Records for the task -
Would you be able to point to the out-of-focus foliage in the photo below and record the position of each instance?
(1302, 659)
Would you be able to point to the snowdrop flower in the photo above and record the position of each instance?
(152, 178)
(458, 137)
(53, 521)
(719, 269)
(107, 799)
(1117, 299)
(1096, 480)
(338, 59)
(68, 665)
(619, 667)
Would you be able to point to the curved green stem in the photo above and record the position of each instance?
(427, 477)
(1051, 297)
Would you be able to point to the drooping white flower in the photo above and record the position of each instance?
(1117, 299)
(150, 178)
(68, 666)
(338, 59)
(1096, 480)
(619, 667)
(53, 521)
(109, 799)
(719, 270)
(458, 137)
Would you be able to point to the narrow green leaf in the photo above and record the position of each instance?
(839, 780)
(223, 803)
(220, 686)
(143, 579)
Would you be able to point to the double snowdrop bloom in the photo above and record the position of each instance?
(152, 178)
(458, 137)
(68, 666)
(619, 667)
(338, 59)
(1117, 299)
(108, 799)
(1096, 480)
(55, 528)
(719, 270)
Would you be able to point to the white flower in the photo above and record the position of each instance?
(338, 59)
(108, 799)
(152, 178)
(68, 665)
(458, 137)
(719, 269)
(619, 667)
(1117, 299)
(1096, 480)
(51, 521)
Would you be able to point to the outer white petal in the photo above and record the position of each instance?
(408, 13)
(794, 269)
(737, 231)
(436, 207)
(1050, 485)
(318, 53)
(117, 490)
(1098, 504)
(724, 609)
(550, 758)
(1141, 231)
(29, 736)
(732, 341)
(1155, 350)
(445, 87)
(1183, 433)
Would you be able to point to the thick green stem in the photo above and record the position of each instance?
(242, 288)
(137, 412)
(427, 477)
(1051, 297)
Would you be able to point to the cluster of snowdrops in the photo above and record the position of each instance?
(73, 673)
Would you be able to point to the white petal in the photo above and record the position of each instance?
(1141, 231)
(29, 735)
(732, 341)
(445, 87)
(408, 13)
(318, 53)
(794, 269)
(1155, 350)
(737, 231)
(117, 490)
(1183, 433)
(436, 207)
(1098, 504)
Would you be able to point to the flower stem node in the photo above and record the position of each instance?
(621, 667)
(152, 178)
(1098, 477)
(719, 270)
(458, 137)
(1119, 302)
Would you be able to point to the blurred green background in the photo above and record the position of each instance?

Given task - Could you recast all of the data above as a Markdown table with the columns Row and Text, giving each line its own numbered row and skipping any blank lines?

Correct output -
| Row | Text |
|---|---|
| 1 | Would you be able to point to the out-of-focus foliage in the photo below and record the position of each instance? |
| 2 | (1302, 659) |
| 3 | Would you be able to point to the snowdrop flower in the photo above and record the position of each instance? |
| 4 | (152, 178) |
| 5 | (458, 137) |
| 6 | (53, 521) |
| 7 | (719, 269) |
| 8 | (107, 799) |
| 9 | (1117, 299) |
| 10 | (1096, 480) |
| 11 | (338, 59) |
| 12 | (68, 665) |
| 13 | (619, 667) |
| 14 | Would you be able to point to the curved green stem in the photo above and record the position of each instance? |
| 15 | (427, 477) |
| 16 | (1051, 297) |
| 17 | Would you be able to point to the drooping white flower in the photo above and record the position of each instance? |
| 18 | (1117, 299) |
| 19 | (150, 178) |
| 20 | (68, 666) |
| 21 | (338, 59) |
| 22 | (1096, 480) |
| 23 | (619, 667) |
| 24 | (53, 521) |
| 25 | (109, 799) |
| 26 | (719, 270) |
| 27 | (458, 137) |
| 28 | Would you be able to point to the narrow green leaf in the photo above and record the position of each instance? |
| 29 | (839, 780) |
| 30 | (223, 803) |
| 31 | (220, 686) |
| 32 | (143, 579) |
| 33 | Would you be able to point to the double snowdrop bloom in the photo above and record the position of each instance? |
| 34 | (152, 178) |
| 35 | (458, 137) |
| 36 | (68, 666) |
| 37 | (619, 667) |
| 38 | (338, 59) |
| 39 | (1117, 299) |
| 40 | (108, 799) |
| 41 | (1096, 480) |
| 42 | (55, 528) |
| 43 | (719, 270) |
| 44 | Would you be able to point to the white flower in the photo above and record the position of each instance? |
| 45 | (338, 59) |
| 46 | (108, 799) |
| 47 | (152, 178) |
| 48 | (68, 665) |
| 49 | (458, 137) |
| 50 | (719, 269) |
| 51 | (619, 667) |
| 52 | (1117, 299) |
| 53 | (1096, 480) |
| 54 | (51, 521) |
| 55 | Would you be able to point to the outer white petal in the photo above and record the position of each instance? |
| 56 | (408, 13) |
| 57 | (794, 269) |
| 58 | (737, 231) |
| 59 | (436, 207) |
| 60 | (1050, 485) |
| 61 | (318, 53) |
| 62 | (117, 490) |
| 63 | (1098, 504) |
| 64 | (724, 609) |
| 65 | (550, 758) |
| 66 | (1141, 231) |
| 67 | (29, 736) |
| 68 | (732, 341) |
| 69 | (1155, 350) |
| 70 | (445, 87) |
| 71 | (1183, 433) |
| 72 | Would you be able to point to the thick green stem in the photo above and record the position of each instance? |
| 73 | (242, 288) |
| 74 | (137, 412) |
| 75 | (427, 477) |
| 76 | (1051, 297) |
| 77 | Would you be able to point to the cluster of snowdrops in the photo above and record the position of each instance? |
| 78 | (73, 673) |
| 79 | Would you be able to point to the white petal in the photo above and record the position of each instance? |
| 80 | (1141, 231) |
| 81 | (29, 735) |
| 82 | (732, 341) |
| 83 | (445, 87) |
| 84 | (408, 13) |
| 85 | (318, 53) |
| 86 | (794, 269) |
| 87 | (1155, 350) |
| 88 | (737, 231) |
| 89 | (117, 490) |
| 90 | (1183, 433) |
| 91 | (436, 207) |
| 92 | (1098, 504) |
| 93 | Would you be able to point to the flower stem node in the photo above and record the position of each instance? |
| 94 | (621, 667) |
| 95 | (152, 178) |
| 96 | (1098, 477) |
| 97 | (719, 270) |
| 98 | (458, 137) |
| 99 | (1119, 302) |
| 100 | Would you be able to point to the blurred green background in the photo above and record the position of each instance? |